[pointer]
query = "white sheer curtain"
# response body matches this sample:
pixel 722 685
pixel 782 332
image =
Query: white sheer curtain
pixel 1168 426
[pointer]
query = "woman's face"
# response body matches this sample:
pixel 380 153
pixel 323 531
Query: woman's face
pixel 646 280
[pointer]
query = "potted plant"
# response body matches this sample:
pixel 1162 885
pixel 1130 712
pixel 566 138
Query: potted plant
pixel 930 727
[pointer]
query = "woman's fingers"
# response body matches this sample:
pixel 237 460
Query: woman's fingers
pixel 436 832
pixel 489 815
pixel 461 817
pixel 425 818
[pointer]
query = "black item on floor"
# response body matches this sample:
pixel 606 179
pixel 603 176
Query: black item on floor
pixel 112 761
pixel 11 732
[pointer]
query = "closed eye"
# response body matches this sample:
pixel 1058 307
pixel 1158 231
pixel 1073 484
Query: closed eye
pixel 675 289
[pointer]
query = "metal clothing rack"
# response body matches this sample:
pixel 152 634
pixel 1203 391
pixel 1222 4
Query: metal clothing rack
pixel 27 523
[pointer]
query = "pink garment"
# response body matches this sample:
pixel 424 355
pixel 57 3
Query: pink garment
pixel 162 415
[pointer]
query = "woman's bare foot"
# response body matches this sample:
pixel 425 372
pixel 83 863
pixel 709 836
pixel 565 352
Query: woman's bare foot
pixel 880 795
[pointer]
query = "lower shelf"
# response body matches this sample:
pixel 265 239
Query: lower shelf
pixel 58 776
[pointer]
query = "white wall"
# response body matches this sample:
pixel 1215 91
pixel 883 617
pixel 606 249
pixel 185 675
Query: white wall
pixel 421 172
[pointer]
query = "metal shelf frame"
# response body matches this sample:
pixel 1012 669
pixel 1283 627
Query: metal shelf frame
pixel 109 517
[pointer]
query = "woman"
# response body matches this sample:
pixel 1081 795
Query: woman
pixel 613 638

##############################

| Work to do |
Restate the data above word for word.

| Result |
[pointer]
query = "white sheer curtain"
# response body matches this sample:
pixel 722 685
pixel 782 332
image =
Query: white sheer curtain
pixel 1168 426
[pointer]
query = "woman's face"
# response body matches this sample:
pixel 380 153
pixel 323 531
Query: woman's face
pixel 646 280
[pointer]
query = "potted plant"
# response body matches this sample:
pixel 1162 885
pixel 1130 712
pixel 566 138
Query: potted plant
pixel 930 727
[pointer]
query = "woman's fingers"
# response body matches this sample:
pixel 237 460
Query: woman's fingers
pixel 436 832
pixel 489 815
pixel 461 817
pixel 425 818
[pointer]
query = "black item on floor"
# response body matches this sample:
pixel 606 179
pixel 603 176
Query: black item on floor
pixel 112 761
pixel 11 732
[pointer]
query = "closed eye"
# response body matches this sample:
pixel 1058 307
pixel 1158 231
pixel 1073 484
Query: closed eye
pixel 675 289
[pointer]
query = "metal clothing rack"
# response body matches this sample:
pixel 152 634
pixel 1203 391
pixel 1222 4
Query: metal clothing rack
pixel 27 523
[pointer]
query = "pink garment"
# response body matches this sample:
pixel 424 355
pixel 57 3
Query: pink garment
pixel 162 415
[pointer]
query = "woman's bare foot"
# response body matches this sample:
pixel 425 372
pixel 83 863
pixel 709 836
pixel 565 352
Query: woman's bare foot
pixel 880 795
[pointer]
query = "lower shelf"
# response body matches this sample:
pixel 265 239
Query: lower shelf
pixel 58 776
[pointer]
query = "white wall"
# response body matches this sample:
pixel 1215 91
pixel 883 617
pixel 606 249
pixel 185 675
Query: white wall
pixel 421 172
[pointer]
query = "metal shelf frame"
# response body matches this sample:
pixel 1012 669
pixel 1283 627
Query: metal shelf frame
pixel 109 517
[pointer]
query = "woman"
# response body matches this sample:
pixel 1081 795
Query: woman
pixel 613 638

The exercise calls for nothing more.